>>>>>
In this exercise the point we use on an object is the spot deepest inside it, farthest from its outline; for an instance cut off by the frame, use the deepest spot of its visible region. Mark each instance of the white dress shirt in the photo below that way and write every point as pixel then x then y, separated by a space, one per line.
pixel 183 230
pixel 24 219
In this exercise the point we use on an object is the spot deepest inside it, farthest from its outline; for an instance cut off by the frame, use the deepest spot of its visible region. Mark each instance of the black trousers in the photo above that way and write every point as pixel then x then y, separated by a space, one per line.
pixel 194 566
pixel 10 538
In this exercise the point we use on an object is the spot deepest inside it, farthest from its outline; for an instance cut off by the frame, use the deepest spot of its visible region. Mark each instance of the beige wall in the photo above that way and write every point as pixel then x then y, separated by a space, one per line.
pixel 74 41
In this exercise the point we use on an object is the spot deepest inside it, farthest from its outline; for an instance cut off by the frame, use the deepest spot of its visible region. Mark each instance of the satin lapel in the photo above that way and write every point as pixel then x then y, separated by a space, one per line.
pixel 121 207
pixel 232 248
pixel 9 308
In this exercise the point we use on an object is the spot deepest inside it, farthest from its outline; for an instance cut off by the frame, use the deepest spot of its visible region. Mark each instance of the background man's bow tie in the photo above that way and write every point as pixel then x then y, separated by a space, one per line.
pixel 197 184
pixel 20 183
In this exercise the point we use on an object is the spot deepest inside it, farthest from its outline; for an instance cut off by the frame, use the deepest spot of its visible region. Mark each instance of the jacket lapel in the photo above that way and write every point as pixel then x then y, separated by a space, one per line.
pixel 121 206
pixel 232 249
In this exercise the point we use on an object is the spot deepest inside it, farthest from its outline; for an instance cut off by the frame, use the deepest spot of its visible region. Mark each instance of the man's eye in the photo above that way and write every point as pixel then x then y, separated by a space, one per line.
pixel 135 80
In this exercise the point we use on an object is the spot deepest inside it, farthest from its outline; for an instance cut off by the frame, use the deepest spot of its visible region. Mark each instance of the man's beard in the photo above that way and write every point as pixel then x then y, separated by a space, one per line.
<<<<<
> **Work required**
Return all of the lines above exactly, with none omitted.

> **Task output**
In this exercise the point we use on an object is the spot deepest inside it, farthest from its outline; for an instance cut off by the frame, use the deepest spot of its visible region. Mark each instance of the white dress shirt in the photo below that way and write every point as pixel then x then y, separated by a space, one per line.
pixel 183 230
pixel 24 219
In this exercise the point we use on an object is the spot deepest inside it, farthest from its outline; for an instance cut off by the frame, use the deepest spot of its visible region. Mark each instance of the black trousers in the photo above that way and write every point as pixel then x then y, separated by a space, one per line.
pixel 194 566
pixel 10 538
In this exercise the point we use on an object is the spot deepest inside it, farthest from its outline; for an instance cut off by the frame, use the deepest spot of its visible region. Mark each instance of the beige wall in the photo above that way and write every point as pixel then x then y, separated by a space, one per line.
pixel 74 41
In this exercise the point we use on an object is the spot deepest inside it, farthest from its outline; for an instance cut off by the frame, use the deepest spot of its visible region. Mark each instance of the satin lapel in the photo above that way and write every point as pixel then x then y, separated by a space, one per line.
pixel 121 207
pixel 232 248
pixel 9 308
In this exercise the point we use on an object is the spot deepest inside it, farthest from its outline; for an instance cut off by the frame, use the deepest spot of its visible region. Mark each instance of the background man's bow tie in the photo above that way and write every point as pixel then x then y, separated by a space, one per line.
pixel 197 184
pixel 20 183
In this exercise the point we use on an object is the spot deepest inside it, farthest from its outline; for an instance cut off by the frame, use the deepest spot of its visible region. Mark each instance of the jacket lapel in the photo above that way and write every point as pixel then x then y, separated by a space, one per line.
pixel 121 206
pixel 232 249
In this exercise the point we use on an object is the spot deepest inside it, farthest from its outline; for an instance cut off by the frame, use the deepest spot of its visible region. Mark each instance of the man's eye in the photo above that way and write every point as pixel then x then y, separated by a space, one per line.
pixel 135 80
In this exercise the point we use on an object is the spot deepest inside it, farthest from its outline; for an instance cut off by the frame, use the deepest spot of its visible region. Mark each instance of the man's beard in the photo above that way and write every point as pixel then x then y, separated by a space, one per line.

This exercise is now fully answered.